• [Exercise requirements]
(A) Transcribe the passage on handheld-device tracking from "Numerous benefits are" to "in the art.".
(B) Using the passage on handheld-device tracking, answer each question on its own line, marked as shown.
(i) At minimum, what does a typical electromagnetic tracking system include?
(ii) What is each data processing scheme referred to as?
(iii) Which hardware on the head set may embodiments make use of?
(C) Rewrite the paragraph of the passage on handheld-device tracking that begins "In conventional virtual reality" as a bulleted list, keeping its main facts.

• [Supplied text]
———
Numerous benefits are achieved by way of the present invention over conventional techniques. For example, embodiments of the present invention offer higher accuracy localization of a handheld device than conventional techniques, such as electromagnetic tracking systems which employ a series of magnetic coils. Embodiments of the present invention may also make use of hardware already being utilized by an AR system, such as the front-facing or side-facing world cameras equipped on the head set. Embodiments may extend beyond AR systems and into any application where localization of one device with respect to another device is important. Other benefits of the present invention will be readily apparent to those skilled in the art.

In conventional virtual reality (VR) or augmented reality (AR) systems, six degrees of freedom tracking of a peripheral device is achieved by incorporating a series of electromagnetic sensors and emitters that are strategically placed on the user's AR headset, belt pack, and/or other ancillary devices (e.g., totems, haptic devices, gaming instruments, etc.). Typically, electromagnetic tracking systems include at least one electromagnetic field emitter and at least one electromagnetic field sensor. Because the emitted electromagnetic fields have a known distribution, the detected fields may be analyzed to determine a position and/or orientation of the peripheral device. Although such systems offer a simple solution to the localization problem, there is a need for additional solutions that offer higher accuracy localization. Embodiments of the present invention can replace or supplement electromagnetic tracking systems.

Embodiments of the present invention provide a visual tracking system for performing high-accuracy localization of a handheld device (e.g., a totem) with respect to a wearable device (e.g., a head set). An imaging device is mounted to one of the devices and may capture an image of one or more fiducials affixed to the other device. An additional imaging device may be mounted to the handheld device for capturing various environmental markers. Based on the number of fiducials in the captured image, different data processing schemes may be implemented that utilize fiducial data (i.e., data based on the fiducial image having a local reference) and handheld data (data gathered from sensors mounted to the handheld device having a world reference) differently. Each data processing scheme, referred to herein as an operating state, may enable accurate estimation of the position and/or orientation of the handheld device with respect to the wearable device. The tracking system may inform the AR system of the estimated localization, and the AR system may use the localization information to generate virtual content that feels comfortable to the user.

<FIG> illustrates an AR scene as viewed through a wearable AR device according to an embodiment described herein. An AR scene <NUM> is depicted wherein a user of an AR technology sees a real-world park-like setting <NUM> featuring people, trees, buildings in the background, and a concrete platform <NUM>. In addition to these items, the user of the AR technology also perceives that he "sees" a robot statue <NUM> standing upon the real-world platform <NUM>, and a cartoon-like avatar character <NUM> flying by, which seems to be a personification of a bumble bee, even though these elements (character <NUM> and statue <NUM>) do not exist in the real world. Due to the extreme complexity of the human visual perception and nervous system, it is challenging to produce a VR or AR technology that facilitates a comfortable, natural-feeling, rich presentation of virtual image elements amongst other virtual or real-world imagery elements.
———
• [Data extract]
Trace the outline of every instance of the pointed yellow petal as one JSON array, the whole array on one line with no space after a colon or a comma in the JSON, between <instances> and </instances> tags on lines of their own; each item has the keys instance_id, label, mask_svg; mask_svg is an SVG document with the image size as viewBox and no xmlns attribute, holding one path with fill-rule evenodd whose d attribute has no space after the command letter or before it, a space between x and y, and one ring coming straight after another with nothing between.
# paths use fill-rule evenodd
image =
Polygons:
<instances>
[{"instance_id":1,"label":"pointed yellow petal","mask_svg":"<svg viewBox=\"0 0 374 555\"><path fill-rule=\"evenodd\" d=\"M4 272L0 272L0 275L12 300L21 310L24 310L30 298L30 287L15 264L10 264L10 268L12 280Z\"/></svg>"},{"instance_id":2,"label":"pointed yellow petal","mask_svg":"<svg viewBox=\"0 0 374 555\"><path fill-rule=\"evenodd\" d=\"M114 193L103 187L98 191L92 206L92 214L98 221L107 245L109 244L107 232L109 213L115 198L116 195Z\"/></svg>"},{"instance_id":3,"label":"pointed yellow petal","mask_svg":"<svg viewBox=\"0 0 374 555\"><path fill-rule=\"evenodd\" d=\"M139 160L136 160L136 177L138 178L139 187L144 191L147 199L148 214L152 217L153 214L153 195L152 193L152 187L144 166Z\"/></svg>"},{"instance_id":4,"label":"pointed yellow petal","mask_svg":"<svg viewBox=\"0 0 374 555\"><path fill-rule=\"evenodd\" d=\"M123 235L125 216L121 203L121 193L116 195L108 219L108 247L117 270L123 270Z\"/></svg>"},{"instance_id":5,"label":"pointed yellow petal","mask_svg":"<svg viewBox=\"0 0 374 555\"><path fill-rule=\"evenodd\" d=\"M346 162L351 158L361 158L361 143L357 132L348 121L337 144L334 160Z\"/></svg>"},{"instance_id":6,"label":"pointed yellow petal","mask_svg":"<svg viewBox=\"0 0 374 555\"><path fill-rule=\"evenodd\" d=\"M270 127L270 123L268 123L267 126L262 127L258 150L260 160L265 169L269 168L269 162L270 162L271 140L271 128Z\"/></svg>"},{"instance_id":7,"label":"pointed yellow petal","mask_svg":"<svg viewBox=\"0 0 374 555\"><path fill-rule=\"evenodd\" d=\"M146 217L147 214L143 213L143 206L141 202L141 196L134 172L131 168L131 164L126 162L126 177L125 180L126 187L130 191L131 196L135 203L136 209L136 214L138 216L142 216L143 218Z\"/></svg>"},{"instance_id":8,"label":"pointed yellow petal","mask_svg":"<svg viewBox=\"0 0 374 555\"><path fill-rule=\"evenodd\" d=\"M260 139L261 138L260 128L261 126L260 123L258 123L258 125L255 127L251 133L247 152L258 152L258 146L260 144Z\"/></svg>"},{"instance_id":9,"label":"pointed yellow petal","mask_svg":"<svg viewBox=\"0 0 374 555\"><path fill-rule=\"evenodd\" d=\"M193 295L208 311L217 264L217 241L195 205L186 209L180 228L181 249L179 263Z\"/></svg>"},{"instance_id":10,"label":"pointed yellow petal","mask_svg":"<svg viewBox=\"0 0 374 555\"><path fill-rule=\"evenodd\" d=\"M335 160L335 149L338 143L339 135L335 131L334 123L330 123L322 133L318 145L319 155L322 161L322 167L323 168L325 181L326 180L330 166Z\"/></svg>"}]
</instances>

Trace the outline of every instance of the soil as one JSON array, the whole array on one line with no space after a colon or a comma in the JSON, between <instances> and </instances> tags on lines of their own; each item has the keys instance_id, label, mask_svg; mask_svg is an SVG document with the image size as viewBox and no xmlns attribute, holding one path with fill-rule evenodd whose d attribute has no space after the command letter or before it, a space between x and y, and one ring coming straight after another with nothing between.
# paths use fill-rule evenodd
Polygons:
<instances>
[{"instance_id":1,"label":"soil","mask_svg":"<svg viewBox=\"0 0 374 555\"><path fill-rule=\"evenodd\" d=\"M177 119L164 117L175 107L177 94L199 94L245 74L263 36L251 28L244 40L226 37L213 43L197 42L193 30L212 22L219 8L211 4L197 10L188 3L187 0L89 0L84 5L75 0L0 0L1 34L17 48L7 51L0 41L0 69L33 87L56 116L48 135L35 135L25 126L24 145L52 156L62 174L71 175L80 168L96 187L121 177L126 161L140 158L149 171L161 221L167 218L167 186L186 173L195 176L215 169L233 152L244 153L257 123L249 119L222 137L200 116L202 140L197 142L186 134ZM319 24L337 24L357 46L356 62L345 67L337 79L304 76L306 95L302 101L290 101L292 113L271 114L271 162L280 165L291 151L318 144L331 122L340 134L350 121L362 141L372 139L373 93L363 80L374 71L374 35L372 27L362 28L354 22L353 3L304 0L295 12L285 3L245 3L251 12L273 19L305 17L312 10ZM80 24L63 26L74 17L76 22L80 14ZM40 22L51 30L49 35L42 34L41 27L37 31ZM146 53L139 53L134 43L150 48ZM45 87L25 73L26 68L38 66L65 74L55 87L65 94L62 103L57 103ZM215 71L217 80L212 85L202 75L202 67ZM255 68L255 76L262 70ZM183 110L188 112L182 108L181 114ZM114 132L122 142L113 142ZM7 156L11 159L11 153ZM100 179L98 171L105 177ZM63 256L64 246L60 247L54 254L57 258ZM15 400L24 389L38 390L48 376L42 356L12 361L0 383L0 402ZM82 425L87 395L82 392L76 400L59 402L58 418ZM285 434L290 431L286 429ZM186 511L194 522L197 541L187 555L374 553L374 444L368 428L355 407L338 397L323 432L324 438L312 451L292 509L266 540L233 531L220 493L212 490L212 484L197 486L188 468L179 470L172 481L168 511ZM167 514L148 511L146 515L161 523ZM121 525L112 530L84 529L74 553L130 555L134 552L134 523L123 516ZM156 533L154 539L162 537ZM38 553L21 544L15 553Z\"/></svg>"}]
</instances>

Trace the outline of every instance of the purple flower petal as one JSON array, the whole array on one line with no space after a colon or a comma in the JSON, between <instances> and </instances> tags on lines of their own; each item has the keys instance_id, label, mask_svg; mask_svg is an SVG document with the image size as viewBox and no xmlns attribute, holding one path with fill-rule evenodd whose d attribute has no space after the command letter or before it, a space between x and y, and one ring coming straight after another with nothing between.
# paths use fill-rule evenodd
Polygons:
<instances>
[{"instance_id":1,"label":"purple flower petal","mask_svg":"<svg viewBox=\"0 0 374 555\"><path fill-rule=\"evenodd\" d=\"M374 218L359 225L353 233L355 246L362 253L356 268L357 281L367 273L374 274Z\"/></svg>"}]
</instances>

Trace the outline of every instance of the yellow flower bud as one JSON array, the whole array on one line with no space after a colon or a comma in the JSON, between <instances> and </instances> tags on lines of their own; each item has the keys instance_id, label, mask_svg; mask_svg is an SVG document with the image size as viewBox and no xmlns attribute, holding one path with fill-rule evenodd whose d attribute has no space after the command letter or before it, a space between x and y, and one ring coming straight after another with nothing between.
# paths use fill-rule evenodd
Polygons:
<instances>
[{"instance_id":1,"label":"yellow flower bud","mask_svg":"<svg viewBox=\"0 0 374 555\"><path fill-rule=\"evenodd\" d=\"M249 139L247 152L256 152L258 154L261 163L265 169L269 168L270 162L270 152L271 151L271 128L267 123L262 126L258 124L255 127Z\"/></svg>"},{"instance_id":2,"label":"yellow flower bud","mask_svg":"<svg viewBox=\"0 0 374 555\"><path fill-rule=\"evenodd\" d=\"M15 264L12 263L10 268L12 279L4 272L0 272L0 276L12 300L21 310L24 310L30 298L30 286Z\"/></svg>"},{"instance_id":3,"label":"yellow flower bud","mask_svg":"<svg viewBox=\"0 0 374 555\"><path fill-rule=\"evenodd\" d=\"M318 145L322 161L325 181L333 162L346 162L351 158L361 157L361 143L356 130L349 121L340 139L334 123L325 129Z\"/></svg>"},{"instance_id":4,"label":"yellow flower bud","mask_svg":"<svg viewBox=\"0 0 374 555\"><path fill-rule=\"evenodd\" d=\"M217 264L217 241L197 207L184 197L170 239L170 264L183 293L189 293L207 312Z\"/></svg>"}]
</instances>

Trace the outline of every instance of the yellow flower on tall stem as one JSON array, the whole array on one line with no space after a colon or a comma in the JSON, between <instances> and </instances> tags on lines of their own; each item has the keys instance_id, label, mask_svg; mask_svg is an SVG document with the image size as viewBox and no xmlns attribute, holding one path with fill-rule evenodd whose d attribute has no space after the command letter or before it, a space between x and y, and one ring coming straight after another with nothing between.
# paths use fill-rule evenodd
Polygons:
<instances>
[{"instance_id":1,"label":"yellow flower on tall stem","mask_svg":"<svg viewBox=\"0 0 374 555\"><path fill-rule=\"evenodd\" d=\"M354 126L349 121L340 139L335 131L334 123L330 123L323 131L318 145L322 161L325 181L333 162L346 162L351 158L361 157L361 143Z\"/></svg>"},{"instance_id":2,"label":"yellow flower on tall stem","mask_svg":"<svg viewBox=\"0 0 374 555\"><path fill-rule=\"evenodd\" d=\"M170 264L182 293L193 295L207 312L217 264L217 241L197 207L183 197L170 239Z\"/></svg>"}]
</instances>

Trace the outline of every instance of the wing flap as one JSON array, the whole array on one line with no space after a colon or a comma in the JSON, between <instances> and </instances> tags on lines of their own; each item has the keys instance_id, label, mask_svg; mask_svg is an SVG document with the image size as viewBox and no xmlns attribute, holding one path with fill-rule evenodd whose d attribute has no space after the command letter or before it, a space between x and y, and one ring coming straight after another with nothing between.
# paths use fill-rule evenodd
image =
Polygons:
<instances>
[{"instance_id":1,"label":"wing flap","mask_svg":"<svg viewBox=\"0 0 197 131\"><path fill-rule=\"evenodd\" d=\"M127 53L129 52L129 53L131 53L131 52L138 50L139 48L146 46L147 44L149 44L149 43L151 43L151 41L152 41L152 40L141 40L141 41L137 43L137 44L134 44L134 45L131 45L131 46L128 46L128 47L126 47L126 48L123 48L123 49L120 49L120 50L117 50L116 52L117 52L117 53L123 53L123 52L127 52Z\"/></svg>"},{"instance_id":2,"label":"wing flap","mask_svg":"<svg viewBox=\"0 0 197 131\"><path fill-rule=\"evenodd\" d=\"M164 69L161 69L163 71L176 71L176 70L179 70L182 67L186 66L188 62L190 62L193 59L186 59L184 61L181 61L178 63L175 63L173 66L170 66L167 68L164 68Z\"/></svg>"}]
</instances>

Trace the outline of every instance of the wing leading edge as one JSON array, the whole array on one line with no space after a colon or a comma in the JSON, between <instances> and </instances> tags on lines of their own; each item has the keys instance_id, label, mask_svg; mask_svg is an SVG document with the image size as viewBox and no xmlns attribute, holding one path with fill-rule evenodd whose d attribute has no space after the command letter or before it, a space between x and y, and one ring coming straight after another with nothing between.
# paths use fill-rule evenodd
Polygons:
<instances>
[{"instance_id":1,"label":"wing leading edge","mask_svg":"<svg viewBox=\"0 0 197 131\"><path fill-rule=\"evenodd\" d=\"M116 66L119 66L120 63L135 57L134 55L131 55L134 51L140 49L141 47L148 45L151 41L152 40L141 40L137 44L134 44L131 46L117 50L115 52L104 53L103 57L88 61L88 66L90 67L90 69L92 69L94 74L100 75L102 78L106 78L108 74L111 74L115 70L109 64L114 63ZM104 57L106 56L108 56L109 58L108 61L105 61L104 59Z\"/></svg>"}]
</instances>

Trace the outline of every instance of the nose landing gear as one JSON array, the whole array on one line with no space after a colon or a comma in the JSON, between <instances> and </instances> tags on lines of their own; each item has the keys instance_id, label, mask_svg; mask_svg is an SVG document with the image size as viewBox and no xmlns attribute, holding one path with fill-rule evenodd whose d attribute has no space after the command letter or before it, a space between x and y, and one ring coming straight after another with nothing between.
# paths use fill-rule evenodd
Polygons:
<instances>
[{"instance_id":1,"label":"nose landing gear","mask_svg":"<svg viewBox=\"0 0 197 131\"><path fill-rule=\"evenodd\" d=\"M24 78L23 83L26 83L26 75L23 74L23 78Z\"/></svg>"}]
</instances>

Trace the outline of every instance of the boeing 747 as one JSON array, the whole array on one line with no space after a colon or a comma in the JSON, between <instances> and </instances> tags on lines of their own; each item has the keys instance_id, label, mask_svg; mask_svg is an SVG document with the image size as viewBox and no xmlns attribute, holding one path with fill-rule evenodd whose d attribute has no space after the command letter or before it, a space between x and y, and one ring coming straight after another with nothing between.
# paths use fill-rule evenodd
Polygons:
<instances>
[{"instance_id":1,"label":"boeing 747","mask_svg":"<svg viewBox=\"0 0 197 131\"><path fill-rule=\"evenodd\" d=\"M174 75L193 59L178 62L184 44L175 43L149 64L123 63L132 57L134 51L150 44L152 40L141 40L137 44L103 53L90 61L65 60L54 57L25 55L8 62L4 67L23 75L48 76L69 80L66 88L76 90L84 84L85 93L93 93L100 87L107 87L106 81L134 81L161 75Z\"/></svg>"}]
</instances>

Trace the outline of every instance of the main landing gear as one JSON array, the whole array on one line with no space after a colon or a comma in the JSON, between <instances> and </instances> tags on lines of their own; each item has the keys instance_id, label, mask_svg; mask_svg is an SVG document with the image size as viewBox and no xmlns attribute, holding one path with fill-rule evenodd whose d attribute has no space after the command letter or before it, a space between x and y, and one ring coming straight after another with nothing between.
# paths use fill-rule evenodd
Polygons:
———
• [Expected results]
(A)
Numerous benefits are achieved by way of the present invention over conventional techniques. For example, embodiments of the present invention offer higher accuracy localization of a handheld device than conventional techniques, such as electromagnetic tracking systems which employ a series of magnetic coils. Embodiments of the present invention may also make use of hardware already being utilized by an AR system, such as the front-facing or side-facing world cameras equipped on the head set. Embodiments may extend beyond AR systems and into any application where localization of one device with respect to another device is important. Other benefits of the present invention will be readily apparent to those skilled in the art.

(B)
(i) At least one electromagnetic field emitter and at least one electromagnetic field sensor.
(ii) An operating state.
(iii) The front-facing or side-facing world cameras.

(C)
- Conventional VR and AR systems achieve six degrees of freedom tracking of a peripheral device with electromagnetic sensors and emitters placed on the user's AR headset, belt pack, and/or other ancillary devices.
- These tracking systems typically include at least one electromagnetic field emitter and at least one electromagnetic field sensor.
- Because the emitted fields have a known distribution, the detected fields may be analyzed to determine the device's position and/or orientation.
- Such systems offer a simple solution, but solutions with higher accuracy localization are needed.
- Embodiments of the present invention can replace or supplement electromagnetic tracking systems.